* _Instructions to follow_
Rewrite all of the data below, replacing every "photo" with "image" and keeping everything else the same. Leave the pictures out.

* _Record excerpts_
"""

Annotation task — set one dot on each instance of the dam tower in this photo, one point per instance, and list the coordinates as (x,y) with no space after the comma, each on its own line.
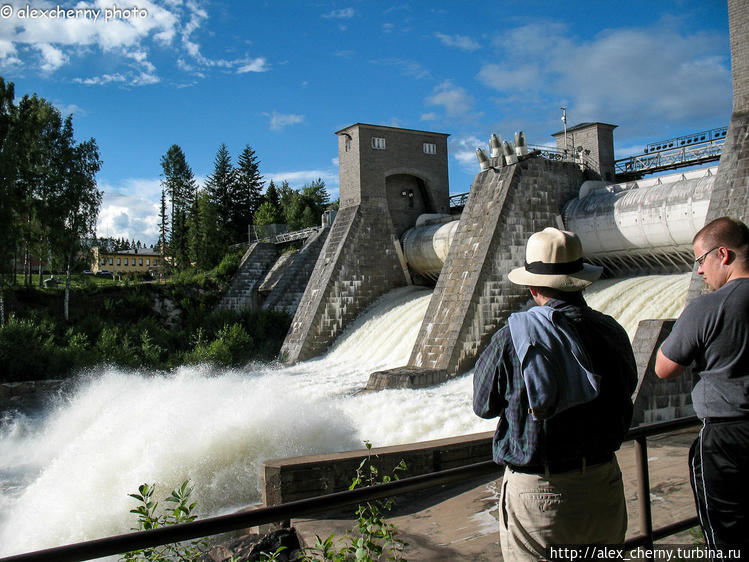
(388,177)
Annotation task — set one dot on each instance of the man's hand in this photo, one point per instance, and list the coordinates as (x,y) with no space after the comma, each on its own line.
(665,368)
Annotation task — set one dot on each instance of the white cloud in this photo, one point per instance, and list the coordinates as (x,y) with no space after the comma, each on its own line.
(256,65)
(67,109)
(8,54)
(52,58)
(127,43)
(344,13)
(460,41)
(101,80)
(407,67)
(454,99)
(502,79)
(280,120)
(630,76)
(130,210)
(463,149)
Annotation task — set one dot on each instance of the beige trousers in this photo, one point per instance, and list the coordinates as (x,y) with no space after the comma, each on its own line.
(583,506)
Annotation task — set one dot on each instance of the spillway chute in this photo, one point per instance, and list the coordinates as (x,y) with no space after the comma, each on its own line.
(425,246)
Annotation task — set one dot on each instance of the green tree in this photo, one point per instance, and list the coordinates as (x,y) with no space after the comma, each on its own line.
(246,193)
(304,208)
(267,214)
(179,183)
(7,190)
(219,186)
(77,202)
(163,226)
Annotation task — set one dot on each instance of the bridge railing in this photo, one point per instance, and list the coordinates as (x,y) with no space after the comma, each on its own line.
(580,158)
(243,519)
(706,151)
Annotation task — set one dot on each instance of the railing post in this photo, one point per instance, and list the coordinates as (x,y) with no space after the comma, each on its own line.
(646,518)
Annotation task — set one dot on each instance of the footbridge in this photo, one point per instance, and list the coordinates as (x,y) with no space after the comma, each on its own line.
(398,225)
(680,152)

"""

* _Written solution_
Annotation task — set one dot on each instance of the dam tower in this image, one point per instance, and list the coordinates as (x,y) with no space after the comma, each on its own line.
(388,177)
Annotation task — set one dot on each instance of the man's hand in this image, one point per instance, and list the coordinates as (x,y) with no space after the comma, each on its own line.
(665,368)
Annotation task — set one dot on each instance of the white cloud in this image, one point per instance, and list the coordinates as (x,y) with no space after the comma, each on its own line.
(256,65)
(67,109)
(8,54)
(52,58)
(127,43)
(344,13)
(460,41)
(101,80)
(407,67)
(454,99)
(502,79)
(280,120)
(630,76)
(130,210)
(463,149)
Annotation task — set one dot on each instance of the beige trousers in this image, one point per instance, and list the coordinates as (x,y) with no space after the comma, each on its own line.
(583,506)
Annotation task — set one dot on each instance of the spillway chute in this image, one point per instance, and list the coordinates as (x,y) with no space after the comma, each on its own line.
(425,246)
Annotation task — set one dot on each instance of the green tree in this image, one point per instance, and list the coordinates as (x,y) with no space after the comma, each on its own line.
(246,193)
(304,208)
(267,214)
(179,183)
(7,190)
(219,186)
(77,202)
(163,226)
Annotation task — set one dot on each instance of the bridge railing in this image, one point per instance, and list the coordinates as (x,y) with no space after the comma, each on its own line.
(580,158)
(243,519)
(706,151)
Annotation task — set one dot on each instance of the railing post in this image, one point per instance, and list the coordinates as (x,y) with no space after the comma, each on its own line.
(646,518)
Annotation task — set one dot on each instance of the footbridge in this image, one point per instance, and list the coordinates as (x,y) with no space after the comma, each on its own line.
(398,225)
(680,152)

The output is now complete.